» What the task requires
Starting at the line in the records below that contains "One point goes on every instance of the soldier's" and ending at the last line of the records, reproduce only those lines, requests included. Multiply every x and y coordinate in the answers by 1.8 and round each result to a whole number, rounding halves up.

» Records

= = = =

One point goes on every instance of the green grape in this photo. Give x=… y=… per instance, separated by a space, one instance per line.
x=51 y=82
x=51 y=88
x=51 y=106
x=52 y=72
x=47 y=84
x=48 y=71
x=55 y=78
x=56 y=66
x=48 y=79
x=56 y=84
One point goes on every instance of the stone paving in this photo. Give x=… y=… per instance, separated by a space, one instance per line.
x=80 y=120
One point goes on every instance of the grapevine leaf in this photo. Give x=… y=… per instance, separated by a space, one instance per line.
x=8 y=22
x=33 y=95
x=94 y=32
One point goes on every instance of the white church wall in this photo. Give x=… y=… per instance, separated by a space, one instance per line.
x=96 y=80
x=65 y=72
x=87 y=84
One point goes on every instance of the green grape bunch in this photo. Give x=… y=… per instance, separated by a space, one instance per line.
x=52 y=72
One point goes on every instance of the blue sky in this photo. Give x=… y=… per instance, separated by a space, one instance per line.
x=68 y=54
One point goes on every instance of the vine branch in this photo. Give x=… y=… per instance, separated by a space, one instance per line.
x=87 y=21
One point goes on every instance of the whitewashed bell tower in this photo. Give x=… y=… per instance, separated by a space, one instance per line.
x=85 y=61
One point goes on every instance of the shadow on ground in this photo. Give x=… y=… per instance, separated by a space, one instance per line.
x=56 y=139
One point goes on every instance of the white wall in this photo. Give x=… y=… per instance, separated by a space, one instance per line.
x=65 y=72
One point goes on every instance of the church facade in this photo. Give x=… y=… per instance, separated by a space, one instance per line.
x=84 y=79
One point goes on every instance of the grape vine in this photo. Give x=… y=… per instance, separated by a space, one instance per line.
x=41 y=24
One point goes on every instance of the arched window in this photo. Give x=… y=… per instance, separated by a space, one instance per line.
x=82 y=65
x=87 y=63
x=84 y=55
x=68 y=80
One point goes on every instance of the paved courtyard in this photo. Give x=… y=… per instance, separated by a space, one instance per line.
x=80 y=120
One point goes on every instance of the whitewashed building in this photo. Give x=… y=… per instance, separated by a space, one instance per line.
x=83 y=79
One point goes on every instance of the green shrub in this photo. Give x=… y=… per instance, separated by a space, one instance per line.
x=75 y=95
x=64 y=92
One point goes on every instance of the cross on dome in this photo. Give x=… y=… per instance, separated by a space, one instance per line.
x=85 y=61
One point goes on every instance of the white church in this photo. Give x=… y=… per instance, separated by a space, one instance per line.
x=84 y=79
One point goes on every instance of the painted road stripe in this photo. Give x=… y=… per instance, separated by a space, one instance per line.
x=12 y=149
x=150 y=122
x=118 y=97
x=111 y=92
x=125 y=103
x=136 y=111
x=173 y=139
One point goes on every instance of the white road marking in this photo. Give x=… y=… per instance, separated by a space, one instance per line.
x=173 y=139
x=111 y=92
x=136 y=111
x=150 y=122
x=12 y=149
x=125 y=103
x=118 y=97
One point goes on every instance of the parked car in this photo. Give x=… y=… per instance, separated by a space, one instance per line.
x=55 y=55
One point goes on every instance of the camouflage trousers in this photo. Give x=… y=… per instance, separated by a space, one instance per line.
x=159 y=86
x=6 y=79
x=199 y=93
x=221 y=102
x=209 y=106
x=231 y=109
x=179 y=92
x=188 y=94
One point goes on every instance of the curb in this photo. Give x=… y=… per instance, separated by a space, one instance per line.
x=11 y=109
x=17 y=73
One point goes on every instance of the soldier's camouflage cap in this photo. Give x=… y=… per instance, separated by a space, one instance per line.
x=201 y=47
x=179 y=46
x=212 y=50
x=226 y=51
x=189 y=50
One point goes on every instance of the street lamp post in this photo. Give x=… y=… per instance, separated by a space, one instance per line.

= = = =

» Solution for this task
One point goes on every instance of the soldier's camouflage cap in this photo. Give x=… y=… per instance, separated by a space, one instance per line.
x=362 y=85
x=322 y=83
x=382 y=90
x=407 y=92
x=340 y=90
One point goes on every instance of the street lamp post in this photo. Give x=… y=… per instance, separated by a space, one instance per line.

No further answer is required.